• WHAT TO DO:
Each record below should be returned word for word, with no pictures included.

(Image-backed grounding data)
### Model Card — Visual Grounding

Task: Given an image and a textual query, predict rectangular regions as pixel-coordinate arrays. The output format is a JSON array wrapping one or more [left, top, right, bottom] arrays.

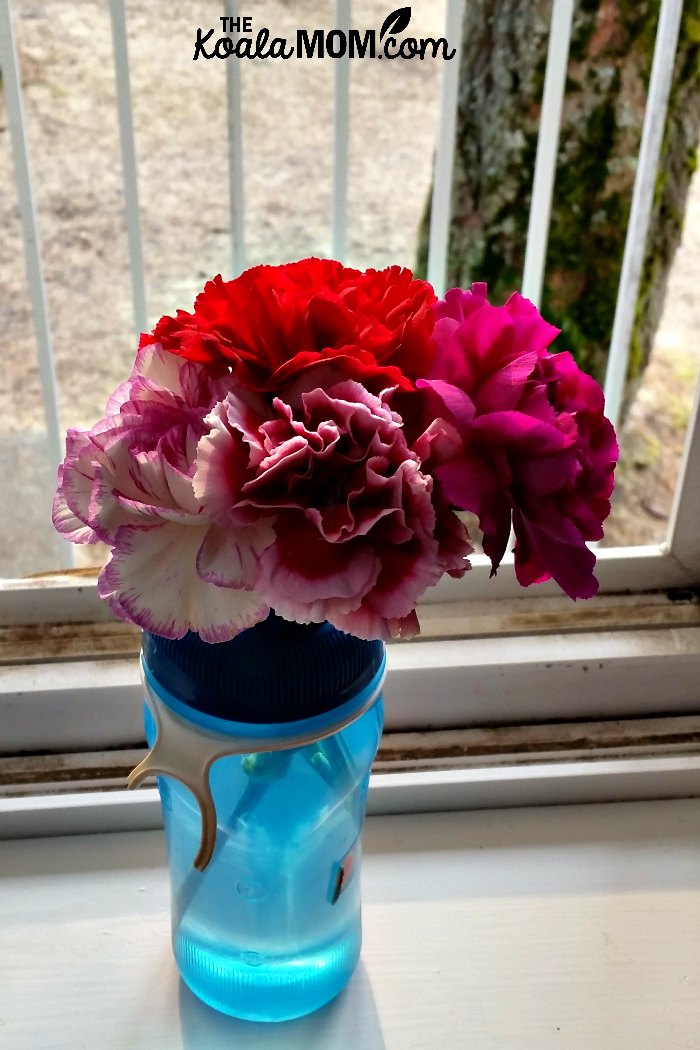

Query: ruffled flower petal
[[51, 475, 99, 544], [196, 520, 276, 589], [193, 378, 464, 638], [427, 285, 617, 594], [139, 259, 437, 392], [98, 522, 268, 641]]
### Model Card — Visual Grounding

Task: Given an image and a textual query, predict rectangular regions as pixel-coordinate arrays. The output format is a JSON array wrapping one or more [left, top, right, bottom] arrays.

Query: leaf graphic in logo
[[380, 7, 412, 41]]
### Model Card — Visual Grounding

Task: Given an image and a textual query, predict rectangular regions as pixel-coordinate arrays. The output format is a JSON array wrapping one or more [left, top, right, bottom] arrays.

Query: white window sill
[[2, 798, 700, 1048]]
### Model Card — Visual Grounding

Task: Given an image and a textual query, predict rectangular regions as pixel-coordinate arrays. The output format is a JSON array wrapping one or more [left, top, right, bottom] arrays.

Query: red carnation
[[140, 258, 436, 393]]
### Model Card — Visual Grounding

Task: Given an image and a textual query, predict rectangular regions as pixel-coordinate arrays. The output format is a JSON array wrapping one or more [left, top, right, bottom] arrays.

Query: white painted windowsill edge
[[3, 755, 700, 841]]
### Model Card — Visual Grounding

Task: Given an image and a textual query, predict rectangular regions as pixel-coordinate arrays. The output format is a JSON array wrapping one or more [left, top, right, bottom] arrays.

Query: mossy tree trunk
[[416, 0, 700, 389]]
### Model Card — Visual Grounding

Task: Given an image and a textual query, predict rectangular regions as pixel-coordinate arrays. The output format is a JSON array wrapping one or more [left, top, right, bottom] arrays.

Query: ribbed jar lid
[[142, 613, 385, 725]]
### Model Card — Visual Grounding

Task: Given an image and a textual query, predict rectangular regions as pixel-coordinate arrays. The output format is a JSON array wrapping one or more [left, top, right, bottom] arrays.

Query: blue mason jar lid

• FINAL ANSWER:
### Model Card — Visual Grounding

Task: Given an image and a textual query, predict rectangular regions as pixel-coordinate arrays. The output format is a JSON array wrapping one or more [left, top, right, bottom] arrays.


Query: ruffled flower petal
[[51, 475, 99, 544], [196, 520, 276, 589], [193, 378, 464, 638], [427, 285, 617, 594], [139, 259, 437, 392], [98, 522, 268, 641]]
### Model Card — Visual Grounding

Task: Given an image and a textual query, predict rectangular regions as pixel-coordinate arrays. The output format is a JSON array wrapping one or more [left, top, right, bottom] arrays.

Query: leaf graphic in logo
[[380, 7, 412, 41]]
### Model Card — Visual Grounding

Task: Given an image and a textual query, predict rectangular regions as pixel-coordinate arrays. The output format is a JSON array wrapping one or more [left, top, right, bottom] arrays.

Query: white window sill
[[2, 798, 700, 1048]]
### Model Card — Visual Grounding

Task: Given an image and a textual query, predict rectangular regions as pixel-coordinate arrays. The output format is a JSON array wrapping one or more [left, top, right, bottom] arrays.

Query: red carnation
[[140, 258, 436, 393]]
### Model Card — Visual Grounding

Task: Given an image and a textual query, predict rectangular regions as pixel-coordinate arrays. The output format is a JSON array wrapping one or more [left, top, right, bottom] arrays.

Query: white painted windowsill edge
[[3, 755, 700, 841]]
### Model Card — Visual Grounding

Task: Given an image and a textual query, predict rectangular regions as pixel-coordinate arrays. The output format is a JSON array wrapping one or more [left, top, right, bottom] arrays.

Query: mossy tree trunk
[[416, 0, 700, 389]]
### Model Card — Visual Grounding

Task: Given an image and a textual query, predict rectangular regions as pixel-coordinate arrays. The output format is a JSON array wrapping one or more [left, top, right, bottom] arrays.

Query: ribbed jar lid
[[142, 613, 385, 725]]
### Model Card — Visual Grounding

Task: Given an image and a textual query, predict rectangular regions as pixel-coordinate arrays. The output format is a JSON array wrapping one or more [left, top, right, bottom] arrays.

Query: blue mason jar lid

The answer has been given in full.